Exercise directions - Copy the lines below verbatim, but only from the line containing "Mark a point on each instance of the stone chimney" through the end of the data.

Provided data -

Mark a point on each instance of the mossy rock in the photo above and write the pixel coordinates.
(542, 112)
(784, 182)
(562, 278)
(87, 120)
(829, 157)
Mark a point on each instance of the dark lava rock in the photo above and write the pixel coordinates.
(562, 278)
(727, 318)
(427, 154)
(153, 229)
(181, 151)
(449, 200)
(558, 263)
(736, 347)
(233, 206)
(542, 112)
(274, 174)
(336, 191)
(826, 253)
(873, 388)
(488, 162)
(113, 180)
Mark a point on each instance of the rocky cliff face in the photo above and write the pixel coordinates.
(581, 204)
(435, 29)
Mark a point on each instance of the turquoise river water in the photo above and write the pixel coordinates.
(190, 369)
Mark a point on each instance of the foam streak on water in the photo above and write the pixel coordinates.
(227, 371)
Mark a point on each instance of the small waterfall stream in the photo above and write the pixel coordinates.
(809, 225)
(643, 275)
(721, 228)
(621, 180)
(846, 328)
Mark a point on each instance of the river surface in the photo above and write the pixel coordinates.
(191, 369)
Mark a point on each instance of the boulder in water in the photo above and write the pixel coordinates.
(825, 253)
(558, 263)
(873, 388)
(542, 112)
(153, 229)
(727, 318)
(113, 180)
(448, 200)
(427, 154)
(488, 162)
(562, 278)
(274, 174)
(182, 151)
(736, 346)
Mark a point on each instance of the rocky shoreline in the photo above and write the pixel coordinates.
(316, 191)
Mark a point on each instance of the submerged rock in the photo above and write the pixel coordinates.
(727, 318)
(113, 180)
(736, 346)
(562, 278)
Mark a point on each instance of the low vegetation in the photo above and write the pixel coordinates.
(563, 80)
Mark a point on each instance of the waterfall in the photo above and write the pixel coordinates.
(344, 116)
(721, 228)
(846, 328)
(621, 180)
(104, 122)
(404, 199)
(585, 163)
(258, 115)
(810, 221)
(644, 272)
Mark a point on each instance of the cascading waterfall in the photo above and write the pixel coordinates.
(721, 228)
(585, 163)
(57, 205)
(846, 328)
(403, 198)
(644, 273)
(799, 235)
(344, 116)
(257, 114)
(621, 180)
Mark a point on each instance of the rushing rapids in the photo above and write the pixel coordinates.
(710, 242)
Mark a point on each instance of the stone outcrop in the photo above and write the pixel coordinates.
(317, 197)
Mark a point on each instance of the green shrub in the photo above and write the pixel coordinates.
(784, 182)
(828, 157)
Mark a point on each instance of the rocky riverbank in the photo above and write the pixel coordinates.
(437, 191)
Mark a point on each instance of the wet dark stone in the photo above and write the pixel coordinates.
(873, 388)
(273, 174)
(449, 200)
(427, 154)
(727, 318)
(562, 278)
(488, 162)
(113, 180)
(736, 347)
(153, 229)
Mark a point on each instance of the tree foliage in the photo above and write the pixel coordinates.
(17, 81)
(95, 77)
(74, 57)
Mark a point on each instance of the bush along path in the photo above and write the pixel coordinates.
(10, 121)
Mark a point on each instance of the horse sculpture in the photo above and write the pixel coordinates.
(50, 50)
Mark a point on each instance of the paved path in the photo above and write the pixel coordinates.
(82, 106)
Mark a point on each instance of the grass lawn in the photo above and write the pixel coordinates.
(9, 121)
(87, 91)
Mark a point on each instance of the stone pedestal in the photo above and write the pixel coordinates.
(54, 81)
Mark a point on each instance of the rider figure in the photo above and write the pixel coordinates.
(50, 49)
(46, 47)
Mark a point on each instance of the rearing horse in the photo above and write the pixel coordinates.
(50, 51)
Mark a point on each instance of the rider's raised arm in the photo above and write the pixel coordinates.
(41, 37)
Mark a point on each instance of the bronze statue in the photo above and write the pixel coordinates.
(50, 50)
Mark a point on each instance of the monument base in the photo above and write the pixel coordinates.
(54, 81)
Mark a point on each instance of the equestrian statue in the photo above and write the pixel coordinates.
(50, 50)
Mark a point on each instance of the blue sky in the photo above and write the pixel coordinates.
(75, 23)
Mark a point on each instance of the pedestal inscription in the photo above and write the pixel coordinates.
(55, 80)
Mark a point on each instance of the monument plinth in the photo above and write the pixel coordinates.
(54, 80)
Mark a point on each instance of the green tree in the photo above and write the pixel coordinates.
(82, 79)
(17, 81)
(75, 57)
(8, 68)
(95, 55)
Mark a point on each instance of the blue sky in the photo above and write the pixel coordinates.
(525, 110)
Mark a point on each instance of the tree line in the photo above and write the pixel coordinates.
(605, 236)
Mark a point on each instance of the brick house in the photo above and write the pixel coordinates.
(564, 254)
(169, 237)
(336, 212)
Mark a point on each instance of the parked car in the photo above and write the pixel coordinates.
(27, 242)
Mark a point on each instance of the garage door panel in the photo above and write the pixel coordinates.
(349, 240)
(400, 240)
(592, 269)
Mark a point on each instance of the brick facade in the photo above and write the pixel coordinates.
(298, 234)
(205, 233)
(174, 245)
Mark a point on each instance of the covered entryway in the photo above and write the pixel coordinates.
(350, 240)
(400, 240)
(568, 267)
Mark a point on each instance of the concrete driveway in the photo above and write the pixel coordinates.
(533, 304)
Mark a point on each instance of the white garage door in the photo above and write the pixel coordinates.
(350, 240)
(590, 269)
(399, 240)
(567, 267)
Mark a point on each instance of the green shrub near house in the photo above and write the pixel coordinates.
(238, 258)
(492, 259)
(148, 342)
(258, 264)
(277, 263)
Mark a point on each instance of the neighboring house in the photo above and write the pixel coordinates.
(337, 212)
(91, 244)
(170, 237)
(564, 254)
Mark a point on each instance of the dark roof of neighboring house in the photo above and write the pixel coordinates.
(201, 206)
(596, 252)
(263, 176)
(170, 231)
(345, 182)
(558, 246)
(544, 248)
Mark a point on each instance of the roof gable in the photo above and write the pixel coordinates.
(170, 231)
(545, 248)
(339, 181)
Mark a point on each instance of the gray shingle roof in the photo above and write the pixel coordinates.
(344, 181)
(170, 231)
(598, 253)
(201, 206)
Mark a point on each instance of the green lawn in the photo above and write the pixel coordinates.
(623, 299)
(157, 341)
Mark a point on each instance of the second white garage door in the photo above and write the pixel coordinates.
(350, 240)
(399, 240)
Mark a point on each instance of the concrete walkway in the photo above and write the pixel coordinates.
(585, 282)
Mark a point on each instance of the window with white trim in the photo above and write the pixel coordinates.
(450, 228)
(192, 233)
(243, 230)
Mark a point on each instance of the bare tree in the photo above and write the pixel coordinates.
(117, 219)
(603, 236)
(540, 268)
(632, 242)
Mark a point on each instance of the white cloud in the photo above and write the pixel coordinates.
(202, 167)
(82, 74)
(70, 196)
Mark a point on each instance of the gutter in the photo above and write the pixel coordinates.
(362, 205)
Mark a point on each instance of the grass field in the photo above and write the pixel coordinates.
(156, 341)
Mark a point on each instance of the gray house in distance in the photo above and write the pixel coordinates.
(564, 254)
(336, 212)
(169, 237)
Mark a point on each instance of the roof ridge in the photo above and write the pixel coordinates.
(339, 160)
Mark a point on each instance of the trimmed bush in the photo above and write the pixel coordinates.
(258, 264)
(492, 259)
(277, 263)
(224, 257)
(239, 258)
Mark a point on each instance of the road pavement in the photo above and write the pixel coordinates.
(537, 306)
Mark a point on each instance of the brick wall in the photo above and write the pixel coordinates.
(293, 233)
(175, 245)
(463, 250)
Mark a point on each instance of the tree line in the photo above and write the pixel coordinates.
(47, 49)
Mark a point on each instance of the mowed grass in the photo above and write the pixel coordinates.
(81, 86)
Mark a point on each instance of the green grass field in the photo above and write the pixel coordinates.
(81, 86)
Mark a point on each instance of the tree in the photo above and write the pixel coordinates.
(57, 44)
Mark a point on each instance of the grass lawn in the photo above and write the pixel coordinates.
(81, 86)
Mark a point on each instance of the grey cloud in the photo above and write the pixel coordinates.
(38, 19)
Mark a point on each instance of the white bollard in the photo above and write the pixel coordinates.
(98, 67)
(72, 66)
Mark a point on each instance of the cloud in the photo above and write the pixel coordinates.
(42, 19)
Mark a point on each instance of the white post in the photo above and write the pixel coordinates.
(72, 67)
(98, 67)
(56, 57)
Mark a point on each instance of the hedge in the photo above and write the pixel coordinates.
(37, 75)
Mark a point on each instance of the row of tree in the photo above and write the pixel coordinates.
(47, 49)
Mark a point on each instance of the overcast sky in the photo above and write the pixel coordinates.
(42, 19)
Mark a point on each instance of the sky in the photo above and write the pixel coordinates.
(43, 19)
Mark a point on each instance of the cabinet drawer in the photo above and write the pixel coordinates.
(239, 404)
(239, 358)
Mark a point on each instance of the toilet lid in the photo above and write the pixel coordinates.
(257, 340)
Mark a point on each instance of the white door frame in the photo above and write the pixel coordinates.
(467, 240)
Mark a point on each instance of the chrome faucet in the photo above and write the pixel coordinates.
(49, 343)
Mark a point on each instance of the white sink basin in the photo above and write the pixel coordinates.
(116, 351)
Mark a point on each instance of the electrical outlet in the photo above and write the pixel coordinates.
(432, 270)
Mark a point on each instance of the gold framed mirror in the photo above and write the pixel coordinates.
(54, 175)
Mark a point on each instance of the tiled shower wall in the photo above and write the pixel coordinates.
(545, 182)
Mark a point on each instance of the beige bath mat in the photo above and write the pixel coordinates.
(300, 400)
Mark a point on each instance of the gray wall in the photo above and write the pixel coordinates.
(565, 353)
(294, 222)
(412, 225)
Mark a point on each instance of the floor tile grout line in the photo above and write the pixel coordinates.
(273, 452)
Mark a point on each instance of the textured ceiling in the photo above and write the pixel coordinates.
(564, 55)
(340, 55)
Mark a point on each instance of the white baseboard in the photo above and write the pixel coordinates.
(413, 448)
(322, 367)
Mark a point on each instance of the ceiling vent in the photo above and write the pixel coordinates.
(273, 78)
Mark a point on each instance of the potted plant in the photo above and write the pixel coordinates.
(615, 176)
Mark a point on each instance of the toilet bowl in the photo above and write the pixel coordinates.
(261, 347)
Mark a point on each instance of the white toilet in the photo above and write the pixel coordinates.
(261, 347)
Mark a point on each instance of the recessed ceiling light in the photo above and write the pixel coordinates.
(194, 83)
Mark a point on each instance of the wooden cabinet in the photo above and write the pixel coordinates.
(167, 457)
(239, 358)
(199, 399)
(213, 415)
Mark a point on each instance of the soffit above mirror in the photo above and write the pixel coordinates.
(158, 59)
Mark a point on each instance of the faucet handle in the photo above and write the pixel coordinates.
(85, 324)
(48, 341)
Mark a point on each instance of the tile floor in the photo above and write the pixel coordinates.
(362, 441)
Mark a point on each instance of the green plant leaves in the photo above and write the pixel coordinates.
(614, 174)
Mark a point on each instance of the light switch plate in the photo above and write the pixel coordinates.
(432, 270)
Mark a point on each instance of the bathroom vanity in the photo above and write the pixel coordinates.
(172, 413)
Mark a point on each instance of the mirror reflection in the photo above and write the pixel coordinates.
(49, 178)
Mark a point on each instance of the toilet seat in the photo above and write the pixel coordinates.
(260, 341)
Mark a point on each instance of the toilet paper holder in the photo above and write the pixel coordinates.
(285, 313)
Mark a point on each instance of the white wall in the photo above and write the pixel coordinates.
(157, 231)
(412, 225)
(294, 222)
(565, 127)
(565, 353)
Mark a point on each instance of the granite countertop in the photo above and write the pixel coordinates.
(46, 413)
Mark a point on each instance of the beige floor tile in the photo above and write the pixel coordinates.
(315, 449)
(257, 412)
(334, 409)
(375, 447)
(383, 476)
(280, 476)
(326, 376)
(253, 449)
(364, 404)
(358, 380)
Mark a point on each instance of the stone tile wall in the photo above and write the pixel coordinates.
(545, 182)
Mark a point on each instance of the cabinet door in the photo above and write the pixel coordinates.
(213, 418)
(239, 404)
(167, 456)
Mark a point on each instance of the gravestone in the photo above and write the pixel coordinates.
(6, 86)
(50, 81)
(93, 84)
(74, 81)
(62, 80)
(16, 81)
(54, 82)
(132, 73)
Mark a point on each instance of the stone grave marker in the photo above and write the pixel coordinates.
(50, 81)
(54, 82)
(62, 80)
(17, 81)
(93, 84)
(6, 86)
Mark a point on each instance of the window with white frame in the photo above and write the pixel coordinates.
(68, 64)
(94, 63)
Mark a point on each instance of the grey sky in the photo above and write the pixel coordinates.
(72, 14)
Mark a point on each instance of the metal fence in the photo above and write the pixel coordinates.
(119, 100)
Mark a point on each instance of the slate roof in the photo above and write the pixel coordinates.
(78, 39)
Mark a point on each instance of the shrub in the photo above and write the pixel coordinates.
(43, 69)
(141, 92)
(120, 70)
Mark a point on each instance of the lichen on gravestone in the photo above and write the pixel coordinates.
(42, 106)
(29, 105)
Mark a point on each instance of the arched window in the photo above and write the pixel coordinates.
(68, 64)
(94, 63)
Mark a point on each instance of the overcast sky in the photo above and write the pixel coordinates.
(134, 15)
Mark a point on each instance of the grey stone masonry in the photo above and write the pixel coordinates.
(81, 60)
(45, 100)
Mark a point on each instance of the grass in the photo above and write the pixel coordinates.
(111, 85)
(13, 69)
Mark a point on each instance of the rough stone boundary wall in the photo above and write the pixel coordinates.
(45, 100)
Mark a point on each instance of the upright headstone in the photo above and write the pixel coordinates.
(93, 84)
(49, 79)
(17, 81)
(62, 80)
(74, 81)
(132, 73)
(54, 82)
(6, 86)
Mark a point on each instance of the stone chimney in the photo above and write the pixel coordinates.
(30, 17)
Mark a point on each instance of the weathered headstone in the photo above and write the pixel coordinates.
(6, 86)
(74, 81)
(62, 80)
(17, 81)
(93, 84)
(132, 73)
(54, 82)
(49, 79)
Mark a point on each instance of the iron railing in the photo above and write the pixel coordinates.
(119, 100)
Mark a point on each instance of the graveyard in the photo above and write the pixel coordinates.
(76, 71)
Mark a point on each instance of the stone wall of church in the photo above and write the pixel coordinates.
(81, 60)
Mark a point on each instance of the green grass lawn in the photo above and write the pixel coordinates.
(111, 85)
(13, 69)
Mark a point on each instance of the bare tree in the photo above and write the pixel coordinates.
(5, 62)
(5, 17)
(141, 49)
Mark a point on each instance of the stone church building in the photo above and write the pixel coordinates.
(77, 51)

In response -
Mark a point on each instance of the stone chimney in the photo above and write the pixel coordinates.
(30, 17)
Mark a point on each instance of the weathered headstone in the photo above and write the pixel coordinates.
(6, 86)
(74, 81)
(62, 80)
(17, 81)
(93, 84)
(132, 73)
(54, 82)
(49, 79)
Mark a point on each instance of the iron railing in the photo above and write the pixel coordinates.
(119, 100)
Mark a point on each instance of the graveyard in the photo above and write the pixel coordinates.
(76, 71)
Mark a point on each instance of the stone wall of church in the photo above and write the pixel coordinates.
(81, 60)
Mark a point on each instance of the green grass lawn in the photo above and write the pixel coordinates.
(111, 85)
(13, 69)
Mark a point on each instance of the bare tree in the photo above and write the pixel coordinates.
(5, 62)
(5, 17)
(141, 49)
Mark a point on each instance of the stone church building in the photo above and write the pixel coordinates.
(77, 51)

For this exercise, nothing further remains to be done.